_Tasks and exercises_:
[1] Answer these questions using the text about toxic relationships, labeling each answer (a), (b), or (c):
(a) What can getting out of a toxic relationship let you do?
(b) What fear does the writer say they have?
(c) When is it time to leave, according to the text?
[2] In one to three sentences, explain why the writer of the text about toxic relationships stayed in some relationships that weren't the best for them.
[3] Write out the stretch of the text about toxic relationships from "This generation seems" through "significant other likes.".

_Reading passage_:
This generation seems to have a problem with relationships. Whether it's committing to one or not getting out of one that may not be the best for you. I can speak from personal experiences when I say it's hard to get out of a toxic relationship but 10/10 times it's for the best. Getting out of a toxic relationship can let you grow as a person. In my personal opinion, we need to grow as people and learn what we like before we worry about being in a relationship and learning what your significant other likes.
I have a huge fear of being alone for the rest of my life and feeling alone. This has led me to stick around in some relationships that weren't the best for me as a person or each of us as a unit. There are a lot of red flags to be on the lookout for when in a toxic relationship. If the person your dating is mentally draining and doesn't make you feel the best, the majority of your relationship, then its time to leave.

_Recorded data_:
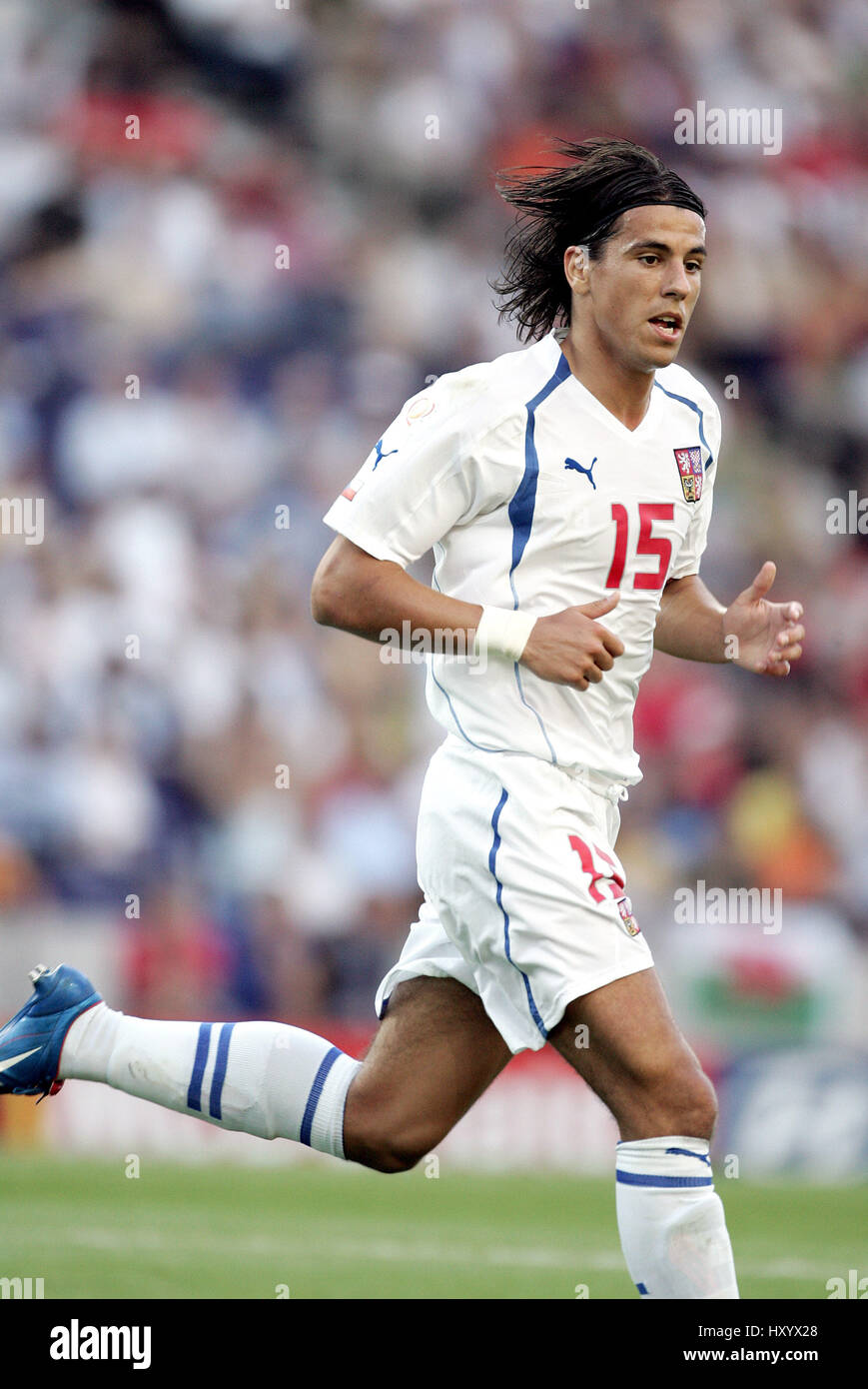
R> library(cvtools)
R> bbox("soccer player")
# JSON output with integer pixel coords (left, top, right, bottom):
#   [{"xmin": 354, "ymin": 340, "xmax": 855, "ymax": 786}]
[{"xmin": 0, "ymin": 140, "xmax": 804, "ymax": 1299}]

_Answers to the exercises_:
[1]
(a) It can let you grow as a person.
(b) The writer has a huge fear of being alone for the rest of their life and of feeling alone.
(c) It is time to leave if the person you are dating is mentally draining and doesn't make you feel the best for the majority of the relationship.

[2] The writer has a huge fear of being alone for the rest of their life and of feeling alone. That fear led them to stay in some relationships that weren't the best for them as a person or for the two of them as a unit.

[3]
This generation seems to have a problem with relationships. Whether it's committing to one or not getting out of one that may not be the best for you. I can speak from personal experiences when I say it's hard to get out of a toxic relationship but 10/10 times it's for the best. Getting out of a toxic relationship can let you grow as a person. In my personal opinion, we need to grow as people and learn what we like before we worry about being in a relationship and learning what your significant other likes.